>>>

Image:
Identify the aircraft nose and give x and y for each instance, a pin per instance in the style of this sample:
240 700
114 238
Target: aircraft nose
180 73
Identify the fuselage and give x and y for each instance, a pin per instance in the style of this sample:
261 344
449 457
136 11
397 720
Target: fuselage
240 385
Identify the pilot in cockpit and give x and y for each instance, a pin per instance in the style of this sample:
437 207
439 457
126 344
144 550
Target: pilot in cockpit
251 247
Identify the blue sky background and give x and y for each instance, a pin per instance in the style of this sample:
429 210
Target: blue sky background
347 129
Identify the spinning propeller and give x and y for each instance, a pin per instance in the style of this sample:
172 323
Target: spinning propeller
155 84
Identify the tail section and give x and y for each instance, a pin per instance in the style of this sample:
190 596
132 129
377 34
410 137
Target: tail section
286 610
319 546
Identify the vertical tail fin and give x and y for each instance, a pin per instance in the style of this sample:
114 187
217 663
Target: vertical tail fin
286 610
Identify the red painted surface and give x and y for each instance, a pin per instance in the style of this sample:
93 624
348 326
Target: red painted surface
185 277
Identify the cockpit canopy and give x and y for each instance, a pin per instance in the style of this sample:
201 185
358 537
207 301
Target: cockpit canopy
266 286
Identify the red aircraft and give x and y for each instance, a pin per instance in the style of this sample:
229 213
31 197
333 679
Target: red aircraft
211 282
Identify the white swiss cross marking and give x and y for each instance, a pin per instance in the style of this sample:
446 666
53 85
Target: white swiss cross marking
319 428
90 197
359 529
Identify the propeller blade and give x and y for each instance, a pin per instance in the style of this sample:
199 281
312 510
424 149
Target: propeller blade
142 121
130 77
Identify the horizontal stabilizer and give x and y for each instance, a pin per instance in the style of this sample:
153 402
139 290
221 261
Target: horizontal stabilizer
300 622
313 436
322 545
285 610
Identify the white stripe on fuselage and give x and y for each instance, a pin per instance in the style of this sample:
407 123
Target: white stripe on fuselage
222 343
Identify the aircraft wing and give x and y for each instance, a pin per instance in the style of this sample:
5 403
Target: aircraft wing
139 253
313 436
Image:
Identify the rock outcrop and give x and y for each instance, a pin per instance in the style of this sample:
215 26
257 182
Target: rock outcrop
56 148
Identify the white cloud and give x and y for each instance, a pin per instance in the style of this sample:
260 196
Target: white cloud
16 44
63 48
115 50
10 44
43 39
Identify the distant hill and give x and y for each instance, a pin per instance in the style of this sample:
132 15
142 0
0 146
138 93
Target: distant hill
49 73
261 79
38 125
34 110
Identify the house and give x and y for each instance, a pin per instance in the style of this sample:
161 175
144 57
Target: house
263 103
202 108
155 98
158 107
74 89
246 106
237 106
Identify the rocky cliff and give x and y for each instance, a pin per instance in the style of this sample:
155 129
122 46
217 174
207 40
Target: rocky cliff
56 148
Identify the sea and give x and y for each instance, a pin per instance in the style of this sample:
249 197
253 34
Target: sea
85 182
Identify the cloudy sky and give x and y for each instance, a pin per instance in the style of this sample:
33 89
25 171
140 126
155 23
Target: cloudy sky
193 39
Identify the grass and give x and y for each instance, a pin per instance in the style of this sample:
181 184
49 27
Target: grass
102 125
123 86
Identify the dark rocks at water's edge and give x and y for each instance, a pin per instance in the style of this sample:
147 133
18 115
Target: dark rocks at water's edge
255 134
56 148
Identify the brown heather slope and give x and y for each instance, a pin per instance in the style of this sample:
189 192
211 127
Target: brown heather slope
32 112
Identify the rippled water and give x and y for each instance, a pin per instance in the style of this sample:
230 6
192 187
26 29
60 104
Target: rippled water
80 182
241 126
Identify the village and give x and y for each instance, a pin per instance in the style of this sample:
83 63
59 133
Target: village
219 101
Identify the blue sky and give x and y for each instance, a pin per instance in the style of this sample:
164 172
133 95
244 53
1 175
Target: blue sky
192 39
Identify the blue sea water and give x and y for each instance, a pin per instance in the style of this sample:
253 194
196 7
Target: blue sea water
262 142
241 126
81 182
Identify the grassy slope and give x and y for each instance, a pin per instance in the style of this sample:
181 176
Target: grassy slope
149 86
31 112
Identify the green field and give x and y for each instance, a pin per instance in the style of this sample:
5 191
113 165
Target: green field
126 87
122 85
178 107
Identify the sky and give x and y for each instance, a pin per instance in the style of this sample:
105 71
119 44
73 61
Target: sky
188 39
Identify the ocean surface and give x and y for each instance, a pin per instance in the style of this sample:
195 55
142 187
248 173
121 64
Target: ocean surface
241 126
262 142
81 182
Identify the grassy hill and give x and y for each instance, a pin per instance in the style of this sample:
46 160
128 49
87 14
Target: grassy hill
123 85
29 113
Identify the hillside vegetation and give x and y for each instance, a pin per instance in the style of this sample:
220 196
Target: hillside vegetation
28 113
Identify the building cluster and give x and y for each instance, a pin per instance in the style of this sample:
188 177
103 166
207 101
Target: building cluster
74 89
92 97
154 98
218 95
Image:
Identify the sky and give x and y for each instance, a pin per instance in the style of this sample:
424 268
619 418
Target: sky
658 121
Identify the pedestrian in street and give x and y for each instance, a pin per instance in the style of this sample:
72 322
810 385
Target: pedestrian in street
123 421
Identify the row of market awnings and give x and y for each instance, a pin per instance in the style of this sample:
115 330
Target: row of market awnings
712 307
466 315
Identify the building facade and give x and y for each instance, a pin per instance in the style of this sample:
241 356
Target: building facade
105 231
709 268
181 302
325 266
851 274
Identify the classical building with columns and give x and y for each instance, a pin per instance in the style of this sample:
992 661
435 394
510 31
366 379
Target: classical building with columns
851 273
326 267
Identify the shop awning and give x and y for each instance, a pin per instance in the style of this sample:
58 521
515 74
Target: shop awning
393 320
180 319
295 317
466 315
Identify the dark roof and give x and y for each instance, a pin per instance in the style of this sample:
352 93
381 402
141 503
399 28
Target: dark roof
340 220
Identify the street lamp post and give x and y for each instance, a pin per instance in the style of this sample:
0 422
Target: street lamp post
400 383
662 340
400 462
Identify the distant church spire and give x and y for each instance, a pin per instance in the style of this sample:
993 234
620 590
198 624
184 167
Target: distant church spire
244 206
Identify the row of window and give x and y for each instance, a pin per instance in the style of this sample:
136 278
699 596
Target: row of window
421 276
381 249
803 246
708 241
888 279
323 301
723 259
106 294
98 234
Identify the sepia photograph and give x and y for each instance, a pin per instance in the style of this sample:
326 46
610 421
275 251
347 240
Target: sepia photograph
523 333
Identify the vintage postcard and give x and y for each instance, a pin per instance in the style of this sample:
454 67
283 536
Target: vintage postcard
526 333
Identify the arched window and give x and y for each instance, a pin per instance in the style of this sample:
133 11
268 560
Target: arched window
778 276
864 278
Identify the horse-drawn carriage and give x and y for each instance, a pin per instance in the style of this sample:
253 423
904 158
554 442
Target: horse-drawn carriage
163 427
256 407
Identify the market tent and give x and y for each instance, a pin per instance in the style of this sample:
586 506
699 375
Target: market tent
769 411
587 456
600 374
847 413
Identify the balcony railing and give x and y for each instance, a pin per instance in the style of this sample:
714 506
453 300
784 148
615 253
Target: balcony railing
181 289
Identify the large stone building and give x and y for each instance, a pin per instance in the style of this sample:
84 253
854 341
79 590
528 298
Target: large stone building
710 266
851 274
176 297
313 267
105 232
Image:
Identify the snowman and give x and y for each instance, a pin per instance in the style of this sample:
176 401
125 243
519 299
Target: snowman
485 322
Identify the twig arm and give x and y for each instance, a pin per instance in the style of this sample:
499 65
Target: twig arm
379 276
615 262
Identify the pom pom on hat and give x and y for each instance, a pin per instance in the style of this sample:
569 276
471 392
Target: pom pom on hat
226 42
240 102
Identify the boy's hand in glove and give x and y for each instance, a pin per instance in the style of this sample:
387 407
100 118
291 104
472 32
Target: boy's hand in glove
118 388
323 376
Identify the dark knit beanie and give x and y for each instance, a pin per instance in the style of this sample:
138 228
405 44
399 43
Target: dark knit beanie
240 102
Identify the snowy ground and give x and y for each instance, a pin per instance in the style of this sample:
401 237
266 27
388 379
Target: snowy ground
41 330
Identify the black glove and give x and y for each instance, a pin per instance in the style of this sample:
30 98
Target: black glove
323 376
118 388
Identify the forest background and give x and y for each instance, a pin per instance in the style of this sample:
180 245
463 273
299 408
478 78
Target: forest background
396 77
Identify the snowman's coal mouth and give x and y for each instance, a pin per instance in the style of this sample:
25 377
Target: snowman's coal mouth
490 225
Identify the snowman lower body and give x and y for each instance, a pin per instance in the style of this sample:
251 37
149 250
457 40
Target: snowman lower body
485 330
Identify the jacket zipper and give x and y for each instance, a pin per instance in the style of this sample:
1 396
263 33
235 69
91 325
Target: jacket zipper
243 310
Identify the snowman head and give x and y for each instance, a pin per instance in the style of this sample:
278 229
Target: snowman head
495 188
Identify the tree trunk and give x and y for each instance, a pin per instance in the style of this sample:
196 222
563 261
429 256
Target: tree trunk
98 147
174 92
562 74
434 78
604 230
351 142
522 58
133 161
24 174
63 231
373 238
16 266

<<<

# EXERCISE TASK
Rewrite the material from the line with "Identify the black" through the final line of the material, changing "forest background" to "wooded background" and leaving everything else unchanged.

# RESPONSE
Identify the black glove and give x and y for each instance, a pin per instance in the style of this sample:
30 98
Target: black glove
323 376
118 388
Identify the wooded background and give x and y for each instance, a pin per instance in the style of this sample:
180 245
463 273
299 408
478 78
Target: wooded background
396 77
Identify the snowman's coal mouth and give x and y for each instance, a pin per instance in the style of this sample:
25 377
Target: snowman's coal mouth
490 225
Identify the snowman lower body and give x and y for each instance, a pin per instance in the style of this sample:
251 37
149 250
457 40
Target: snowman lower body
485 330
Identify the jacket zipper and give x and y for each instance, a pin per instance in the style of this sample:
1 396
263 33
235 69
91 325
Target: jacket zipper
243 310
Identify the snowman head and give x and y for each instance, a pin per instance in the style of this sample:
278 229
Target: snowman head
495 188
Identify the tree trunk and give x and y for each instance, a pin per instance in the style of this sample:
196 222
563 261
429 256
Target: tree trunk
98 147
174 92
562 74
434 78
604 230
351 142
522 58
133 161
24 174
63 231
373 238
16 266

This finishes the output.